(DATA EXTRACT)
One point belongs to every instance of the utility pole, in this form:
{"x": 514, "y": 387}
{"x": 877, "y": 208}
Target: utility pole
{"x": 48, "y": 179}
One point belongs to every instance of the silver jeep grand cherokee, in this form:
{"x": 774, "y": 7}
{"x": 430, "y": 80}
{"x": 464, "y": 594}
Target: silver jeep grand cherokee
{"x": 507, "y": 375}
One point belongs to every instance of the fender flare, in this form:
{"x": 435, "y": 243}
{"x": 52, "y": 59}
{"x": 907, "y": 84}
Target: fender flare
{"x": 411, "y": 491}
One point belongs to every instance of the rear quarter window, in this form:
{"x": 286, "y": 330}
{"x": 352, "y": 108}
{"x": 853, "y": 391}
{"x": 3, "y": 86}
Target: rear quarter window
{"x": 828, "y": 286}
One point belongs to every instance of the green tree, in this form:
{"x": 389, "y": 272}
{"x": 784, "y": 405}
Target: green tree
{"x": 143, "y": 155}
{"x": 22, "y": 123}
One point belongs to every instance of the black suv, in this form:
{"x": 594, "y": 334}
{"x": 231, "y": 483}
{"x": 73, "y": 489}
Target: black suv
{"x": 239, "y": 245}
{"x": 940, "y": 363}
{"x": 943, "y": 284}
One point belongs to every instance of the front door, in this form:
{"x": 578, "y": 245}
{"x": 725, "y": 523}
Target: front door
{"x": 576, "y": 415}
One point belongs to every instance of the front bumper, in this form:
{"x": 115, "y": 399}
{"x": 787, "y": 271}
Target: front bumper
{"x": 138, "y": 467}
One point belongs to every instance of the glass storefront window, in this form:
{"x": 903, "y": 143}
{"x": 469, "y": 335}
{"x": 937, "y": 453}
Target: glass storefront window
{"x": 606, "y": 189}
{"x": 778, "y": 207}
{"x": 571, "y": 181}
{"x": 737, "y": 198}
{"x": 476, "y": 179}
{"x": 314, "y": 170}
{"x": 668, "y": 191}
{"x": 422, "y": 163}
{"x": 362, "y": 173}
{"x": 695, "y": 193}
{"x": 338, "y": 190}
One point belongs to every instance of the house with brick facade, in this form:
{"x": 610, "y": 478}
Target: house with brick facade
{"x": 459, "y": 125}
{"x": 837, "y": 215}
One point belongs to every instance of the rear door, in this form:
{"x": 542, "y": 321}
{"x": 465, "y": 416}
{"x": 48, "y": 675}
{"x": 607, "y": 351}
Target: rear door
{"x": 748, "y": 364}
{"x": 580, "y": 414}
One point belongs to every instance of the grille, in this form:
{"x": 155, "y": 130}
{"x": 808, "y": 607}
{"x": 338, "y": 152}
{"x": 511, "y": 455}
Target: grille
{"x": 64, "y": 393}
(End DATA EXTRACT)
**TASK OBJECTIVE:** Copy each line above containing the string "form".

**EXERCISE ANSWER:**
One point belongs to every instance of the utility pole, in this form:
One point belongs to every instance of the silver jeep grand cherokee, in this form:
One point belongs to every instance of the fender flare, in this form:
One point belongs to every instance of the rear quarter window, in this form:
One point belongs to every instance of the green tree, in this form:
One point belongs to every instance of the black suv, in this form:
One point belongs to every instance of the front door, in this form:
One point belongs to every instance of the front bumper, in this form:
One point belongs to every instance of the glass storefront window, in this form:
One point belongs to every instance of the house with brick facade, in this form:
One point belongs to every instance of the rear door, in this form:
One point belongs to every instance of the grille, in this form:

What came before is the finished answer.